--- Task description ---
Reproduce the material that follows, please, but only from its first line to the line containing "101L158 98L151 89L152", inclusive.

━━ Data supplied ━━

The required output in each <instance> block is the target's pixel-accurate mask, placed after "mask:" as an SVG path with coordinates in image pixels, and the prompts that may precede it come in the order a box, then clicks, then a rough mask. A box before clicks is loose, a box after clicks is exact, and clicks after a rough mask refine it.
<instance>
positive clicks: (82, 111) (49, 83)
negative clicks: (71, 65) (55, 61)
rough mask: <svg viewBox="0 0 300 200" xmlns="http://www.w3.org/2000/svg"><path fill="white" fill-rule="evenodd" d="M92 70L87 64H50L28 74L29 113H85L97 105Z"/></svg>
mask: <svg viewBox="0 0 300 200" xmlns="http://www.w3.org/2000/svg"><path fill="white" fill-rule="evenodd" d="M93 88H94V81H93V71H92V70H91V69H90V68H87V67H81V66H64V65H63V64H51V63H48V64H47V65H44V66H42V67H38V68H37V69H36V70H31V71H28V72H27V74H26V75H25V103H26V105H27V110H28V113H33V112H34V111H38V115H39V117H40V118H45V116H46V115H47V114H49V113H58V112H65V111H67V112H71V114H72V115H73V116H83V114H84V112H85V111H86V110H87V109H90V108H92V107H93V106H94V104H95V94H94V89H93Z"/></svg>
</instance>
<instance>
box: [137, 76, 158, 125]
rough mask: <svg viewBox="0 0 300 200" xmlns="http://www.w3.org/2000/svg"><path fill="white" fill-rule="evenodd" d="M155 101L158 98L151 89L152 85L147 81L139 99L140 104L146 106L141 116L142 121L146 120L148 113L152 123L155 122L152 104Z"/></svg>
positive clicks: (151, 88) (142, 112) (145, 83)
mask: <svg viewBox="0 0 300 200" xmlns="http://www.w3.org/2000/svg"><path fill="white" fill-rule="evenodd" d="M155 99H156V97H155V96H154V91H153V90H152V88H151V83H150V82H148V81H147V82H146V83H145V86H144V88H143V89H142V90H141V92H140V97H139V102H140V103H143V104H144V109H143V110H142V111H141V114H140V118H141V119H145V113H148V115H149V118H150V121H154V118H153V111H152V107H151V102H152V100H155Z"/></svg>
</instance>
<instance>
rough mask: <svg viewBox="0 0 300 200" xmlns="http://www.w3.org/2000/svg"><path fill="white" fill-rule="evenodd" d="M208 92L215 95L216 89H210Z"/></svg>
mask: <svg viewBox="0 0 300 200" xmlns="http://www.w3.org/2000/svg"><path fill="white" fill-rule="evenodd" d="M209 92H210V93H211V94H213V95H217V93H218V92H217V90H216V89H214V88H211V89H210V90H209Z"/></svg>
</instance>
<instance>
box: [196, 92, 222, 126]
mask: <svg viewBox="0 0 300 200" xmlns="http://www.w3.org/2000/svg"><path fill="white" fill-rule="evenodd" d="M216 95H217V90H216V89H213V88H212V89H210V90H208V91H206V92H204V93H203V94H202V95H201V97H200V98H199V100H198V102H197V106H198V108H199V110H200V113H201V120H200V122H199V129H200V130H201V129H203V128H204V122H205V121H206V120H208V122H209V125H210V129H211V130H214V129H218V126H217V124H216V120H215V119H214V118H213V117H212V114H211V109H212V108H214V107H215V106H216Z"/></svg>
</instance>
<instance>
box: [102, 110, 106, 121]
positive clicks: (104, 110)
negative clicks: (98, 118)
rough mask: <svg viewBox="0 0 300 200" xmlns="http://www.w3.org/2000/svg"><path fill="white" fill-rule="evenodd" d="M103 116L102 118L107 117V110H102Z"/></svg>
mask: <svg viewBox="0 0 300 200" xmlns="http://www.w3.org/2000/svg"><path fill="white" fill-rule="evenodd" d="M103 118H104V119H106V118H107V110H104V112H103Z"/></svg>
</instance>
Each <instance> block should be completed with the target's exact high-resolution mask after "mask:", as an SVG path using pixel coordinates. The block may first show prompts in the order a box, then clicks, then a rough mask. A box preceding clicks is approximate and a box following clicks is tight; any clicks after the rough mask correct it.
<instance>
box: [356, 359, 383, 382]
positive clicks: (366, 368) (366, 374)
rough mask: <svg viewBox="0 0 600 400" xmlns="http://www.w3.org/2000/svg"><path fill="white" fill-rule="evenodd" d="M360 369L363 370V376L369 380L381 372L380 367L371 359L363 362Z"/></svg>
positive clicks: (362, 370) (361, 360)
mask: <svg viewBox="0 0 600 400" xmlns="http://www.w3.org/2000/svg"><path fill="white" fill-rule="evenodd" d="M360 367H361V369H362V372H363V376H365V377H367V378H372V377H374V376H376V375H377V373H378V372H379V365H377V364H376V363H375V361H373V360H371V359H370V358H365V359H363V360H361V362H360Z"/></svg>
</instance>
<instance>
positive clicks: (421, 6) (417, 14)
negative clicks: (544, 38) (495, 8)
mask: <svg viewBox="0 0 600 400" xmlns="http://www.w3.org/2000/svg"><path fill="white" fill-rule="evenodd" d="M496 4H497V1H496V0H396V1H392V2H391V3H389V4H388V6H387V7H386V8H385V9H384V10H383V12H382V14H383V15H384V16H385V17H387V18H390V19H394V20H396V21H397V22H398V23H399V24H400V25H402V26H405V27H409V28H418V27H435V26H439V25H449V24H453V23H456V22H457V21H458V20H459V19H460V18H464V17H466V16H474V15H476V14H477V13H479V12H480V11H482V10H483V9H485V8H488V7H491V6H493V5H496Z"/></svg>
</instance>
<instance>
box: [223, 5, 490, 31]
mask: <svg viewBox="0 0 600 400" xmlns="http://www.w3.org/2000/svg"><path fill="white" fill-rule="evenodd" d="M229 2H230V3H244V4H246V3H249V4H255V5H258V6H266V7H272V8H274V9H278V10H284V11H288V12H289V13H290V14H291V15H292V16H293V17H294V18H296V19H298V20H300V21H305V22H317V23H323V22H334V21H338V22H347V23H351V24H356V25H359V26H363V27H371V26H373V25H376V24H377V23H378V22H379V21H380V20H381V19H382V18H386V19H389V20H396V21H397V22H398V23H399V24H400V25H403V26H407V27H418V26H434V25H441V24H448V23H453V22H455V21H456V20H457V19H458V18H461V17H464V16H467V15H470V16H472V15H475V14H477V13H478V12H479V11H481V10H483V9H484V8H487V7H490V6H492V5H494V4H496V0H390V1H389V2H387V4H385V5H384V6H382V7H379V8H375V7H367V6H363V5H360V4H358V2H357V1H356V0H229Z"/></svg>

━━━

--- Exercise answer ---
The required output in each <instance> block is the target's pixel-accurate mask, placed after "mask:" as an SVG path with coordinates in image pixels, and the prompts that may precede it come in the order a box, then clicks, then a rough mask. A box before clicks is loose, a box after clicks is exact, and clicks after a rough mask refine it.
<instance>
positive clicks: (82, 111) (49, 83)
negative clicks: (71, 65) (55, 61)
rough mask: <svg viewBox="0 0 300 200" xmlns="http://www.w3.org/2000/svg"><path fill="white" fill-rule="evenodd" d="M92 70L87 64H50L28 74L29 113H85L97 105Z"/></svg>
mask: <svg viewBox="0 0 300 200" xmlns="http://www.w3.org/2000/svg"><path fill="white" fill-rule="evenodd" d="M93 88H94V81H93V71H92V70H91V69H90V68H87V67H81V66H64V65H63V64H51V63H48V64H47V65H44V66H42V67H38V68H37V69H36V70H31V71H28V72H27V74H26V75H25V103H26V105H27V110H28V113H33V112H34V111H38V115H39V117H40V118H45V116H46V115H47V114H49V113H58V112H65V111H67V112H71V114H72V115H73V116H83V114H84V112H85V111H86V110H87V109H90V108H92V107H93V106H94V104H95V94H94V89H93Z"/></svg>
</instance>
<instance>
box: [137, 76, 158, 125]
rough mask: <svg viewBox="0 0 300 200" xmlns="http://www.w3.org/2000/svg"><path fill="white" fill-rule="evenodd" d="M155 101L158 98L151 89L152 85L147 81L139 99L140 104L146 106L141 116L142 121L146 120L148 113L152 123L155 122L152 104Z"/></svg>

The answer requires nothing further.